### DIRECTIVE
Reproduce the part of the library e-book discussion below word for word, beginning at "The thing about" and stopping after "ever will be.".

### QUOTED PASSAGE
__________

I would argue that e-books are harder to get than physical ones, especially if you are already a regular library user. You have to own a device and be tech savvy enough to get through the setup process. But setting that aside, this doesn't change the fact that it's more expensive to meet digital demand than physical demand.

I predate ebooks in this industry, so I have seen it evolve a great deal. The prices have come down, the user experience has improved ten-fold, and cooperation has improved among libraries to the point that even the smallest library can offer e-books. But until libraries can make their own devices, build their own software, break the agency pricing model, and get rid of DRM it will never reach the point physical materials have.

But as I said, we focus on the bad, and not the good. Usage of audiobooks has increased 20% every year for the past several years, driven almost entirely by electronic titles (this is our only format where electronic circulation is higher than physical). E-books are far more accessible for users with disabilities or simply older readers who struggle with seeing or even holding books. E-books never get stolen or damaged, nor do they wear out (indeed, this is the argument Random House made when they increased their pricing). Publishers have discovered they want to work with libraries because libraries are big spenders and buy materials that would otherwise not sell (especially backlist titles).

The larger "threat", if you want to call it that, of e-books is not major publishers, but Amazon, YouTube, Spotify, etc. The industry is changing and increasingly, creators do not need to work with a publisher to be successful. A large chunk of the market for materials is being hoovered away into silos. Personally I feel the library's future is in its physical space.


The thing about these 'pirate libraries' that makes them seem so vital to me is they're made up of people far more motivated to preserve and keep available the documents than the actual copyright holders ever will be.

I draw comparisons to the vast value that was lost when Oink and What.cd were shut down.


Sadly, I never even knew about What.cd when it was alive, not that I'd have had the time and wherewithal to join. But this is the article that made me lament its passing: https://qz.com/840661/what-cd-is-gone-a-eulogy-for-the-great...


Thanks for the link - the comparison to the burned Library of Alexandria was one I hadn't thought of before.

__________

### RECORDS SUPPLIED
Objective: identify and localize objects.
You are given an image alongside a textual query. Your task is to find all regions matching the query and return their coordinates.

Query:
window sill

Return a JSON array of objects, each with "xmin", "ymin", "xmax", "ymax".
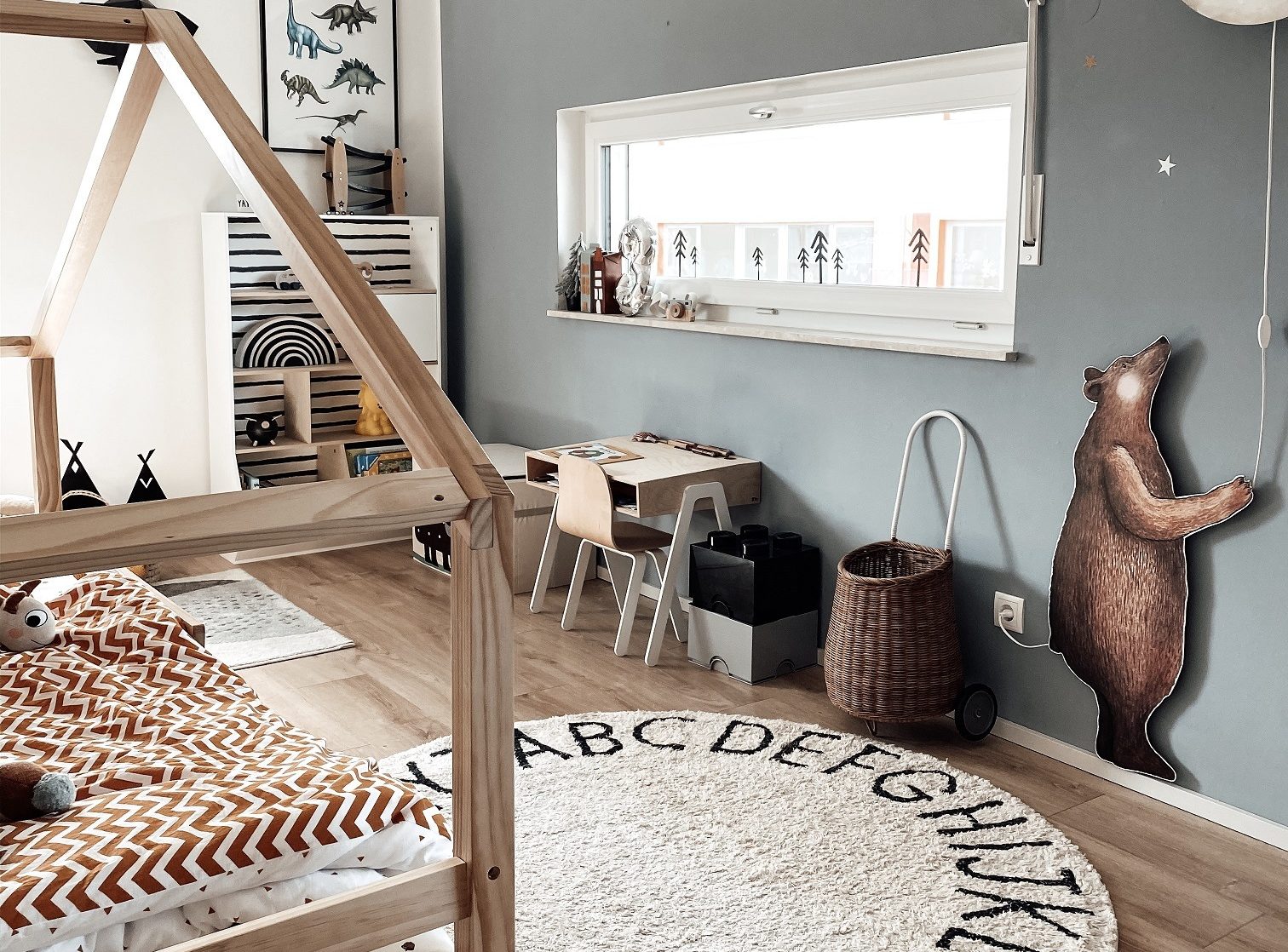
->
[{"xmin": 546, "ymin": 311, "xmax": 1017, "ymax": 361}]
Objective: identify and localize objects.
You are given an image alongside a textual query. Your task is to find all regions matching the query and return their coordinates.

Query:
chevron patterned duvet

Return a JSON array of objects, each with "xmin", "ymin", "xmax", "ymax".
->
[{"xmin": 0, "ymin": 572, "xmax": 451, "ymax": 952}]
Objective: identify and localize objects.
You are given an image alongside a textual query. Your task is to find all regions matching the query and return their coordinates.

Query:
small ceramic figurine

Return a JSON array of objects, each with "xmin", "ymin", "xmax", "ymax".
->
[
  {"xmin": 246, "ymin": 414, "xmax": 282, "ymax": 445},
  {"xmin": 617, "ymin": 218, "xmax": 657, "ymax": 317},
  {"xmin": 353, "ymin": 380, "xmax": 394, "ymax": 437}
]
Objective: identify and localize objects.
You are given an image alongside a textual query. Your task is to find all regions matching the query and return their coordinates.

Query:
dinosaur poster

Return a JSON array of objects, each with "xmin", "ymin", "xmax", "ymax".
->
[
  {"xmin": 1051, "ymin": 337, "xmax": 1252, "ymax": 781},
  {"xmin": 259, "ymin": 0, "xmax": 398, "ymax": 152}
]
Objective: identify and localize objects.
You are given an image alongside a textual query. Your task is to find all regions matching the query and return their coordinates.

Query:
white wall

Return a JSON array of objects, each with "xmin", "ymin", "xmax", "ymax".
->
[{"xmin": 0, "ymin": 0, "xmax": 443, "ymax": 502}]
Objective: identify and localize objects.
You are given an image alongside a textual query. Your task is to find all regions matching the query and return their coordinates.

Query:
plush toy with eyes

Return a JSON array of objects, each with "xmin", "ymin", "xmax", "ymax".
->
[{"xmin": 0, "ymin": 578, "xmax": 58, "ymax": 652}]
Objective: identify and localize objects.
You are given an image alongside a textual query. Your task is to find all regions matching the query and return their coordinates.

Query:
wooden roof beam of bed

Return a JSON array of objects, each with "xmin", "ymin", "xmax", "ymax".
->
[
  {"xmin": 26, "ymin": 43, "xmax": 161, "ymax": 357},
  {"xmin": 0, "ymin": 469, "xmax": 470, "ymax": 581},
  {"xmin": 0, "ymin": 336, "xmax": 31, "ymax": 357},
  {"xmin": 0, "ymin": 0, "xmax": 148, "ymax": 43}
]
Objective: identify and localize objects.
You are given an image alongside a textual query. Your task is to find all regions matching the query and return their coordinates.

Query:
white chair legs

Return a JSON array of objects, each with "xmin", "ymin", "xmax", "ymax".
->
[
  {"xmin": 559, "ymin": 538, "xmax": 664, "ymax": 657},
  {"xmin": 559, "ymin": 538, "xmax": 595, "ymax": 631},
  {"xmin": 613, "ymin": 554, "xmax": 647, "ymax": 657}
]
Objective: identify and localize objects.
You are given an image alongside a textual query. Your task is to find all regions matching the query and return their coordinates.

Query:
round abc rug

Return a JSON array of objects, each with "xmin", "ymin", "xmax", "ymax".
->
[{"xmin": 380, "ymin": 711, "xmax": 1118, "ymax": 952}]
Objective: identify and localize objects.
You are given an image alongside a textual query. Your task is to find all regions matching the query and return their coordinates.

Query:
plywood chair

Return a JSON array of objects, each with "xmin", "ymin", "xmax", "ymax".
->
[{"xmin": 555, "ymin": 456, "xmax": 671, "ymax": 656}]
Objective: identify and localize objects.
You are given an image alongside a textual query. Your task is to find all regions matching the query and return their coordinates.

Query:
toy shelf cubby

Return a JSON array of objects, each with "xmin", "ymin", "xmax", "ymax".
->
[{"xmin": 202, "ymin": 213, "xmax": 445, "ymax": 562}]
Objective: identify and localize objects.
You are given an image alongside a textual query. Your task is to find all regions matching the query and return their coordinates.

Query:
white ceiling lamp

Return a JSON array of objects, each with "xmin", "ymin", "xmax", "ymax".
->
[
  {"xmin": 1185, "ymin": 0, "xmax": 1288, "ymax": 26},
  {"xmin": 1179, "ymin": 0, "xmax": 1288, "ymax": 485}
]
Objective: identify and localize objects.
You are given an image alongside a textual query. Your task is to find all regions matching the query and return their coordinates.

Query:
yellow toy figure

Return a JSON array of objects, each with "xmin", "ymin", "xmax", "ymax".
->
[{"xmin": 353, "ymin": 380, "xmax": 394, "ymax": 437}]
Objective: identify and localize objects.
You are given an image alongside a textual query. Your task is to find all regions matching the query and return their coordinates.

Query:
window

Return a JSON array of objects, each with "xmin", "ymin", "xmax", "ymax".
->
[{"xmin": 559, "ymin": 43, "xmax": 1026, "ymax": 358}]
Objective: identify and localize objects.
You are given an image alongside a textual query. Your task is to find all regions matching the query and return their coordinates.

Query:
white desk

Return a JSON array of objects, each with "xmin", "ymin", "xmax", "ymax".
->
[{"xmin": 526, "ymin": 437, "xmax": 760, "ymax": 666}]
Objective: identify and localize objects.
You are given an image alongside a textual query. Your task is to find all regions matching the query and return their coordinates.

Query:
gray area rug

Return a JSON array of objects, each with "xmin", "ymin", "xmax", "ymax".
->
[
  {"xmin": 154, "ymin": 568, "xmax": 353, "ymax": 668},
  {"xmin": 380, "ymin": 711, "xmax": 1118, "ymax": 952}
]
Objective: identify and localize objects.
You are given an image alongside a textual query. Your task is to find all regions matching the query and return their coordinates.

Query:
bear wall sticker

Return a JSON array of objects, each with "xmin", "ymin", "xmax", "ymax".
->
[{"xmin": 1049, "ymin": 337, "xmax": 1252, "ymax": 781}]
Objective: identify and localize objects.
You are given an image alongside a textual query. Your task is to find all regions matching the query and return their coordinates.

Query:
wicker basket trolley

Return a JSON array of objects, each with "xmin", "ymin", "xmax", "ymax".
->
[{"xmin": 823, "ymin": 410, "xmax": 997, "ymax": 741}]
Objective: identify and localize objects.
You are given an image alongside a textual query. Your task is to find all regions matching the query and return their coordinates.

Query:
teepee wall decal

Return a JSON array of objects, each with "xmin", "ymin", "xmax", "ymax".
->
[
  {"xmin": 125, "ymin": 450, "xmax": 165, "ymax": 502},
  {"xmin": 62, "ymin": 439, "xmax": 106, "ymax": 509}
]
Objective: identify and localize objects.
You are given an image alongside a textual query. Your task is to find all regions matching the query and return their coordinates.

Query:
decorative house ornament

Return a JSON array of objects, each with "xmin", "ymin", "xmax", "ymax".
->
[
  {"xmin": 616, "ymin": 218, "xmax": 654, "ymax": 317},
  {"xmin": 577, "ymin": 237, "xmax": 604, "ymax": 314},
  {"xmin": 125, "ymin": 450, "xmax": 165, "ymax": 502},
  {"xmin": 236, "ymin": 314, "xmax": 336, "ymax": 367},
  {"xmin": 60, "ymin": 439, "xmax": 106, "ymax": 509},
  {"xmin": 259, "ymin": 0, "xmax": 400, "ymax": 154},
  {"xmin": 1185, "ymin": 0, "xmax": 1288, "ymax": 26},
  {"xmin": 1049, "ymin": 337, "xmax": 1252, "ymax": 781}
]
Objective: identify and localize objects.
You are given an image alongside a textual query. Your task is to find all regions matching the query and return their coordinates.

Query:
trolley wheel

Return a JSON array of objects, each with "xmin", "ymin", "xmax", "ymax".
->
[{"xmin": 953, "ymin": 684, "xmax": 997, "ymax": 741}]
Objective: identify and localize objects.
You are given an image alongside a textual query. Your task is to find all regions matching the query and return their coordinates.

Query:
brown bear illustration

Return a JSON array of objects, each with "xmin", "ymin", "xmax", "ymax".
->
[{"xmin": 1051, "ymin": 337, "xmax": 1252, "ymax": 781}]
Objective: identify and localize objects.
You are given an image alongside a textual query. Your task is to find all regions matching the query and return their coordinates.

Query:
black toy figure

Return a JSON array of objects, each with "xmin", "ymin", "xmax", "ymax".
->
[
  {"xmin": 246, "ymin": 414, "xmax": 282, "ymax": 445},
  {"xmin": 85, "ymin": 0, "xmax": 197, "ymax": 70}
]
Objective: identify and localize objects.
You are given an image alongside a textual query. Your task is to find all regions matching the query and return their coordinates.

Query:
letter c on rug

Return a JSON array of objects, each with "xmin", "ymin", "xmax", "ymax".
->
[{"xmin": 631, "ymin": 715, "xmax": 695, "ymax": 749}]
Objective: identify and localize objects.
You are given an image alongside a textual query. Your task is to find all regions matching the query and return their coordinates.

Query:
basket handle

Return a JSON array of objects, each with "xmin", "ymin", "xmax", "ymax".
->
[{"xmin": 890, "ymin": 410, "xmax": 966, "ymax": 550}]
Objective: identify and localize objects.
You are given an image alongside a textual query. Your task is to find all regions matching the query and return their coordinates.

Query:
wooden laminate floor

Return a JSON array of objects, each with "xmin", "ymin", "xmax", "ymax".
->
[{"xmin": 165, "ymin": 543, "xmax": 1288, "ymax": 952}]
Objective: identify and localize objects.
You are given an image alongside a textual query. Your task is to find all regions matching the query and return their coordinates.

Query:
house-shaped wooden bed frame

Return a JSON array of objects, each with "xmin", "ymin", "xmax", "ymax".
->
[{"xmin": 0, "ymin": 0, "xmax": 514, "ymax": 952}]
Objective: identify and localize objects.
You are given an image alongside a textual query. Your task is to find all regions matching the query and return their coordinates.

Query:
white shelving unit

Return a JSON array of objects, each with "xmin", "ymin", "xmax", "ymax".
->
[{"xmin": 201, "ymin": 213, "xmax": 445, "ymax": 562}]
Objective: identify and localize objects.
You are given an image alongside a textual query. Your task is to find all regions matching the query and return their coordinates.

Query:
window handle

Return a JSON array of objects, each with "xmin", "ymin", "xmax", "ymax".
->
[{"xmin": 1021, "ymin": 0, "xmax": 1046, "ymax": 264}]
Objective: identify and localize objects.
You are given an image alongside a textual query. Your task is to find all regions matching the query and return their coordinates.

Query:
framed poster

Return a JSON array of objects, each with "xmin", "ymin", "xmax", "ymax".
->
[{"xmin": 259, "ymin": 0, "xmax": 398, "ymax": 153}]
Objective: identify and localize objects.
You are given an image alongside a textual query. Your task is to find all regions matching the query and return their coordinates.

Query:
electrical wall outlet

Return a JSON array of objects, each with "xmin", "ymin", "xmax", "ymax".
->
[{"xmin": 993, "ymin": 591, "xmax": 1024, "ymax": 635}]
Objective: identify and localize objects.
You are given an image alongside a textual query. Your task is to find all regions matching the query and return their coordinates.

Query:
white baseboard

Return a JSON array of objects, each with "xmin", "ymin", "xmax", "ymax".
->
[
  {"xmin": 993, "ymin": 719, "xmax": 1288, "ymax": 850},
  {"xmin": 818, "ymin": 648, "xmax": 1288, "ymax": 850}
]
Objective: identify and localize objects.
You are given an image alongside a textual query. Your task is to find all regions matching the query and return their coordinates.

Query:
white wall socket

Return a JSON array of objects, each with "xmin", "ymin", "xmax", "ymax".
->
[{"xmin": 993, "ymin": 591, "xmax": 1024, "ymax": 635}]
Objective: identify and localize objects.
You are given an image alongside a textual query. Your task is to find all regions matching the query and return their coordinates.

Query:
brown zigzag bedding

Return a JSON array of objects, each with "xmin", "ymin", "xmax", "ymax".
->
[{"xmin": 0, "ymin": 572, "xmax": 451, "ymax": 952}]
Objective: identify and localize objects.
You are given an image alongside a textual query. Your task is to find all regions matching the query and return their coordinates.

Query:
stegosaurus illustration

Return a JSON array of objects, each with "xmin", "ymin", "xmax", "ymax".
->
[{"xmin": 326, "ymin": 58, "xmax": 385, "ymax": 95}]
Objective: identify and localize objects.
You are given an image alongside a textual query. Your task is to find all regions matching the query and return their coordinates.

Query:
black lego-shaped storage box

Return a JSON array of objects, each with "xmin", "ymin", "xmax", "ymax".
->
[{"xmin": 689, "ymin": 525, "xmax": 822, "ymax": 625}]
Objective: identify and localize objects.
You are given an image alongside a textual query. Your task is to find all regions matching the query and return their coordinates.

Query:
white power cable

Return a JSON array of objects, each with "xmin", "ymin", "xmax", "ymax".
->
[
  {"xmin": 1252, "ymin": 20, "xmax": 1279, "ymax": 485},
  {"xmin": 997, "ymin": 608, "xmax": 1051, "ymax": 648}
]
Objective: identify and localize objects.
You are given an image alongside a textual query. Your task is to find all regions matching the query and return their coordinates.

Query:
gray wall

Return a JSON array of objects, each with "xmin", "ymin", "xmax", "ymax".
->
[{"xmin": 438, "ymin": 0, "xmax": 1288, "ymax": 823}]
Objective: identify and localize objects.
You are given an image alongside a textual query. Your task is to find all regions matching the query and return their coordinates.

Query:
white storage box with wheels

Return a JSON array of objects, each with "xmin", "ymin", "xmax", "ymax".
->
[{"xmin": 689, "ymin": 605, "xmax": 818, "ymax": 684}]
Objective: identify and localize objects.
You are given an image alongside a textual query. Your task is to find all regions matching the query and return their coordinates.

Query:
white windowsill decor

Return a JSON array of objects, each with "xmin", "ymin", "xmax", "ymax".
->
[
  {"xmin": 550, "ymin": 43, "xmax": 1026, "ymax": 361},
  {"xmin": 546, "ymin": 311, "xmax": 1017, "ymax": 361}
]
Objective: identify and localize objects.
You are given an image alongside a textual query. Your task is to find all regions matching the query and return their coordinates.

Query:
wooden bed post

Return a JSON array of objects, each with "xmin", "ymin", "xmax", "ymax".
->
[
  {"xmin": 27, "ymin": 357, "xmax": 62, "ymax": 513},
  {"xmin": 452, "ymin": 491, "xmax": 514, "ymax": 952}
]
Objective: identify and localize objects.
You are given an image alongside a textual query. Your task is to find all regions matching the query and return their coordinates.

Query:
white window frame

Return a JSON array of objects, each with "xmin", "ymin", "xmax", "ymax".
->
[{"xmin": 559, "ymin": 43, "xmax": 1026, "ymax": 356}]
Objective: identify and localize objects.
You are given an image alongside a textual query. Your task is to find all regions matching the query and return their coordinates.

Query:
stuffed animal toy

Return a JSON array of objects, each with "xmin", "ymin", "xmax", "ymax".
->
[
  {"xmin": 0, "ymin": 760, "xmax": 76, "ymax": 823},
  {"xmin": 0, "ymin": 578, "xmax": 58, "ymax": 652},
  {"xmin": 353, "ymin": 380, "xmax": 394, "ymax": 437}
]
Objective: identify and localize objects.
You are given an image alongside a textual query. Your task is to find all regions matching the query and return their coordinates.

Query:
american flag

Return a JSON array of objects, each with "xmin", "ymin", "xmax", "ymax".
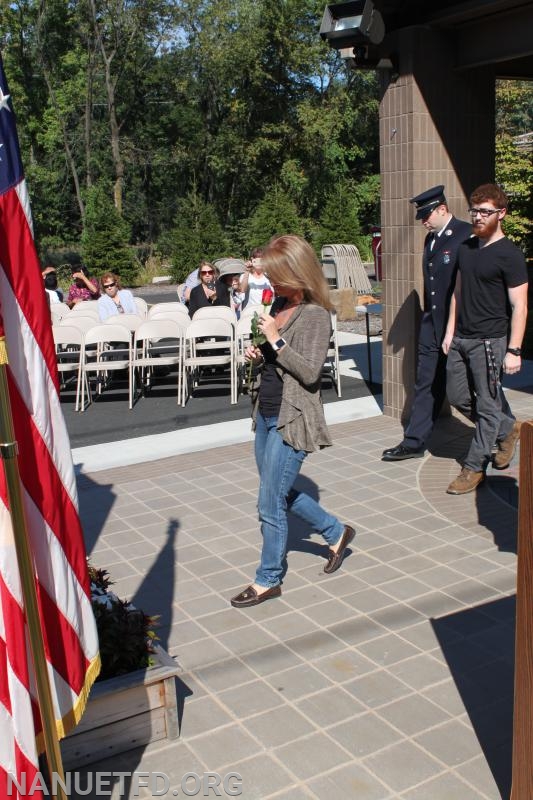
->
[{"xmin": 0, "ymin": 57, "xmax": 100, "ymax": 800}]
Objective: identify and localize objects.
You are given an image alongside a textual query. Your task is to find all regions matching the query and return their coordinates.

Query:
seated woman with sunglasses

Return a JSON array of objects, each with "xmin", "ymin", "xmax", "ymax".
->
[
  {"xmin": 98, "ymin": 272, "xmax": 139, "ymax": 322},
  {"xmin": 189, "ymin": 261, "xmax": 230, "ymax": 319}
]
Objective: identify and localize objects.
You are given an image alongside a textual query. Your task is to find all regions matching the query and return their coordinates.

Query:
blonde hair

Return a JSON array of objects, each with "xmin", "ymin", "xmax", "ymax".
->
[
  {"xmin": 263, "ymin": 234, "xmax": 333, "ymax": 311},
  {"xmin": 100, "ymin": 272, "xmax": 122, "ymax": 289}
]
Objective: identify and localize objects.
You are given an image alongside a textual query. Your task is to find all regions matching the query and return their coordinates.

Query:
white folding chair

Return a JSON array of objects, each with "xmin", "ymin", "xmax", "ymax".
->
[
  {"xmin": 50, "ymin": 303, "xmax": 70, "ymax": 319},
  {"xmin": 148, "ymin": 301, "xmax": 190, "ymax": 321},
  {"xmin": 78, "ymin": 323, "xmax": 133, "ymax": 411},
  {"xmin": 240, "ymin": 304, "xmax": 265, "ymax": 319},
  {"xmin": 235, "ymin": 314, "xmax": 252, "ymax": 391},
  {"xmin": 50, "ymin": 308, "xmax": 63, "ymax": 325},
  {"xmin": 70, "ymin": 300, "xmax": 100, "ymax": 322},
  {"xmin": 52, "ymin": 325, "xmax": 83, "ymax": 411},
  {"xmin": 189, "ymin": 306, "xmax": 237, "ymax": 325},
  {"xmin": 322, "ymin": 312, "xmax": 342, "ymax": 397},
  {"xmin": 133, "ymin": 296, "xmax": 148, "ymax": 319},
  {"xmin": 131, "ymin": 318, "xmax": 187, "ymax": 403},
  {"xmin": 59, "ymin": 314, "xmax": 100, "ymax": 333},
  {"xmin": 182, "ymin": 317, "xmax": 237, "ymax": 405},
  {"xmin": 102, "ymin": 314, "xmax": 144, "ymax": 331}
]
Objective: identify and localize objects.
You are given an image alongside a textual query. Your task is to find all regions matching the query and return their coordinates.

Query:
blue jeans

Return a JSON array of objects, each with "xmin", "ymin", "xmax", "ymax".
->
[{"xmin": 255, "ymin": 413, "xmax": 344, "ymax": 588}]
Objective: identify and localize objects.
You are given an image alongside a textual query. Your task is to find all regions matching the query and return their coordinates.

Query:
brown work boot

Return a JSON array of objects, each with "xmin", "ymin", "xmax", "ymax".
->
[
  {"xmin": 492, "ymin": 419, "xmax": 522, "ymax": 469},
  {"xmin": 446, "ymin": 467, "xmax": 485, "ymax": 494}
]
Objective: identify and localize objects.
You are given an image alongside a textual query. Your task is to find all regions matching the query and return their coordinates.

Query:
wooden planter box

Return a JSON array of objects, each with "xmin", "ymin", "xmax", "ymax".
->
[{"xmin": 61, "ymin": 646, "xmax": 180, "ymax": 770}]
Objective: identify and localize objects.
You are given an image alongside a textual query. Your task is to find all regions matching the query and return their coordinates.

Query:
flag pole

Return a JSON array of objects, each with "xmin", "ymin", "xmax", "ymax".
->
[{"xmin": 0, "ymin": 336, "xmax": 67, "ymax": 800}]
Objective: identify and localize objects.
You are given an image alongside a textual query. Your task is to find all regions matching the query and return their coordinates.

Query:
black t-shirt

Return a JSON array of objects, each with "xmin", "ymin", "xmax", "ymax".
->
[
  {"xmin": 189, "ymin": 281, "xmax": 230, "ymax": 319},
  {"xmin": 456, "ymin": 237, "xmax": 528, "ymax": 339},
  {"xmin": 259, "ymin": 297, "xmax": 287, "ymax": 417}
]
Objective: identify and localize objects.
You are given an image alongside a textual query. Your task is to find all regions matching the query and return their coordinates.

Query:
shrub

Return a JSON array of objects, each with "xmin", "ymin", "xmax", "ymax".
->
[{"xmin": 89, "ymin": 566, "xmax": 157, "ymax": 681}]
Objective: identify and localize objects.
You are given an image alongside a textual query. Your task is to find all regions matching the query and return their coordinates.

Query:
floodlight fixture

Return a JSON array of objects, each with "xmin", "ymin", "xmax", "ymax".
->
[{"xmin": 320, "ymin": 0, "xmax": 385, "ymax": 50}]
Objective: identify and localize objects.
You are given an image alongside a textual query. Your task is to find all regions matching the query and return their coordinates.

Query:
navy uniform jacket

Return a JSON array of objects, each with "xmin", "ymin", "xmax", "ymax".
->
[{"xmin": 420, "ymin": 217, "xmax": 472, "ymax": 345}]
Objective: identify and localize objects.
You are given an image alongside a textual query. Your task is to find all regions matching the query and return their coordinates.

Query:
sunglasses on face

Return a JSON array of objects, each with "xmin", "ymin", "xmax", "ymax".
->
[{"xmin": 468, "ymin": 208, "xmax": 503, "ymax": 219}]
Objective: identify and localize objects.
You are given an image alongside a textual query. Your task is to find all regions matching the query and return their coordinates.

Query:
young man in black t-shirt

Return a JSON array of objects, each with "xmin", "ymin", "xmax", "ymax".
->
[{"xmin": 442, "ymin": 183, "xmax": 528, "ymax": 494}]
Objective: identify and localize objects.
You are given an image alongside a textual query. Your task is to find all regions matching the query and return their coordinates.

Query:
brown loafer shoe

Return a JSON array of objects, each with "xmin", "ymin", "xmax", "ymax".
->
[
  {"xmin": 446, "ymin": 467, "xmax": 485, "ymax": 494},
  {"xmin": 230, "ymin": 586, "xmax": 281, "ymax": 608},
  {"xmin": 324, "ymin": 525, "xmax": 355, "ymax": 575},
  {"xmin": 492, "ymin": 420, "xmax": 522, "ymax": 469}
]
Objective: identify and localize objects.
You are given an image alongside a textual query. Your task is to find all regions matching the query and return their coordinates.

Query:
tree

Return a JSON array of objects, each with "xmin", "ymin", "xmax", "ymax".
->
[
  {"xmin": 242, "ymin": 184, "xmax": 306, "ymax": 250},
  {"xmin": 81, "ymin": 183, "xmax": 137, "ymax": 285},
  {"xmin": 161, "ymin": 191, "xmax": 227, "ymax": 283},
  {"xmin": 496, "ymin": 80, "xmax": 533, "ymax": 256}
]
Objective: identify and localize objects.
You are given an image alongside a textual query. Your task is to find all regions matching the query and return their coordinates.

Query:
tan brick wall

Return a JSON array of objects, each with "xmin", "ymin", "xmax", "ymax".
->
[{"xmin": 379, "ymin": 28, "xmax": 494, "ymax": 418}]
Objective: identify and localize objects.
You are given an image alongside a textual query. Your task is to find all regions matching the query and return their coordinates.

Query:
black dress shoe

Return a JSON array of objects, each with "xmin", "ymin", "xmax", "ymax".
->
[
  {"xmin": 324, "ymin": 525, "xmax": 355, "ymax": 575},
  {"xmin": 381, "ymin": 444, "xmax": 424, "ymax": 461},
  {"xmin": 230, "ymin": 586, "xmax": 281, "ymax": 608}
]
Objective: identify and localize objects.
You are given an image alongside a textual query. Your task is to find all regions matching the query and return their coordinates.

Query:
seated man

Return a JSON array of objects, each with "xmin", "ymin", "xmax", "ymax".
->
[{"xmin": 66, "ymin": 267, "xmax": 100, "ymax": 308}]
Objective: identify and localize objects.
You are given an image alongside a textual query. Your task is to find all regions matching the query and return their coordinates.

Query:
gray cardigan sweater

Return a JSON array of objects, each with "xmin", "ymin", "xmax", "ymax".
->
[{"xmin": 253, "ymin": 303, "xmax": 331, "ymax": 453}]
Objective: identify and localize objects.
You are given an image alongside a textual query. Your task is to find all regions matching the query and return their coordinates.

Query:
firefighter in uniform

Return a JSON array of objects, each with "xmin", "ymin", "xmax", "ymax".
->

__________

### FINISHED ANSWER
The thing about these 'pirate libraries' that makes them seem so vital to me is they're made up of people far more motivated to preserve and keep available the documents than the actual copyright holders ever will be.